What this task involves: Your task is to output the entries below word for word.

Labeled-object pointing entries
%%
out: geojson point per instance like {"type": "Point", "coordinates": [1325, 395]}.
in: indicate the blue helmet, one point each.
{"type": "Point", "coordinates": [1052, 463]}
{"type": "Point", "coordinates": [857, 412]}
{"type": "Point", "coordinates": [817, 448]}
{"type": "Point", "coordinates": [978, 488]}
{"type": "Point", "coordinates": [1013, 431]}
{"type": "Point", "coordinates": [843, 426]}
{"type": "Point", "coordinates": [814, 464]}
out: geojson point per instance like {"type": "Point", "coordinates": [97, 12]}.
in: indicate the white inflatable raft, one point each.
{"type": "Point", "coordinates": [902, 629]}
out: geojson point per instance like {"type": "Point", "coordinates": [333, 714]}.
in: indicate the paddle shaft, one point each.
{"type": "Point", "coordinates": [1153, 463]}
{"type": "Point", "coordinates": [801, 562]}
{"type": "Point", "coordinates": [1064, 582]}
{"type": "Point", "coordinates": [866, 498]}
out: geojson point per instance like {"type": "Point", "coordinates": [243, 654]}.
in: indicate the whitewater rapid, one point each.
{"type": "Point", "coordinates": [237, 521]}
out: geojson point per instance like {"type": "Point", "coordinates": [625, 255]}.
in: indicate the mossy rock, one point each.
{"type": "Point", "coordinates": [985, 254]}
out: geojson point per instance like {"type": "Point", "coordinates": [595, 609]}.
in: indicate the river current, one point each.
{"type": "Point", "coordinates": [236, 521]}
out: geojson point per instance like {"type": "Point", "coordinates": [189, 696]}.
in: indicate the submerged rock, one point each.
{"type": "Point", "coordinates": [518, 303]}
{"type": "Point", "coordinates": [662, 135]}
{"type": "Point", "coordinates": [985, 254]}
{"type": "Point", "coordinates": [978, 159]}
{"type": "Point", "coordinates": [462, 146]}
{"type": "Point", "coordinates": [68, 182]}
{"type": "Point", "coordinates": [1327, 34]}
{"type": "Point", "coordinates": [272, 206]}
%%
Solution below:
out: geojson point per instance like {"type": "Point", "coordinates": [1325, 395]}.
in: indicate the blue helmet, one point each.
{"type": "Point", "coordinates": [1052, 463]}
{"type": "Point", "coordinates": [857, 412]}
{"type": "Point", "coordinates": [817, 448]}
{"type": "Point", "coordinates": [978, 488]}
{"type": "Point", "coordinates": [1013, 431]}
{"type": "Point", "coordinates": [843, 426]}
{"type": "Point", "coordinates": [814, 464]}
out: geojson point per instance like {"type": "Point", "coordinates": [97, 12]}.
in: indicate the white inflatable raft, one point each.
{"type": "Point", "coordinates": [902, 629]}
out: geojson point per instance like {"type": "Point", "coordinates": [333, 714]}.
in: indicate the paddle shaft, one point each.
{"type": "Point", "coordinates": [1153, 463]}
{"type": "Point", "coordinates": [801, 562]}
{"type": "Point", "coordinates": [1064, 582]}
{"type": "Point", "coordinates": [866, 498]}
out: geojson point per instance like {"type": "Point", "coordinates": [243, 654]}.
in: indicate the whitewater rapid, one point each.
{"type": "Point", "coordinates": [237, 521]}
out: geojson point per instance like {"type": "Point", "coordinates": [625, 255]}.
in: indicate the mossy rock, one point each.
{"type": "Point", "coordinates": [985, 254]}
out: geojson point per instance like {"type": "Point", "coordinates": [595, 609]}.
in: indicate the river current, one point each.
{"type": "Point", "coordinates": [236, 521]}
out: geojson point per instance like {"type": "Point", "coordinates": [189, 696]}.
in: indicate the submerged rock, one point each.
{"type": "Point", "coordinates": [518, 303]}
{"type": "Point", "coordinates": [662, 135]}
{"type": "Point", "coordinates": [985, 254]}
{"type": "Point", "coordinates": [978, 159]}
{"type": "Point", "coordinates": [462, 146]}
{"type": "Point", "coordinates": [68, 182]}
{"type": "Point", "coordinates": [1327, 34]}
{"type": "Point", "coordinates": [272, 206]}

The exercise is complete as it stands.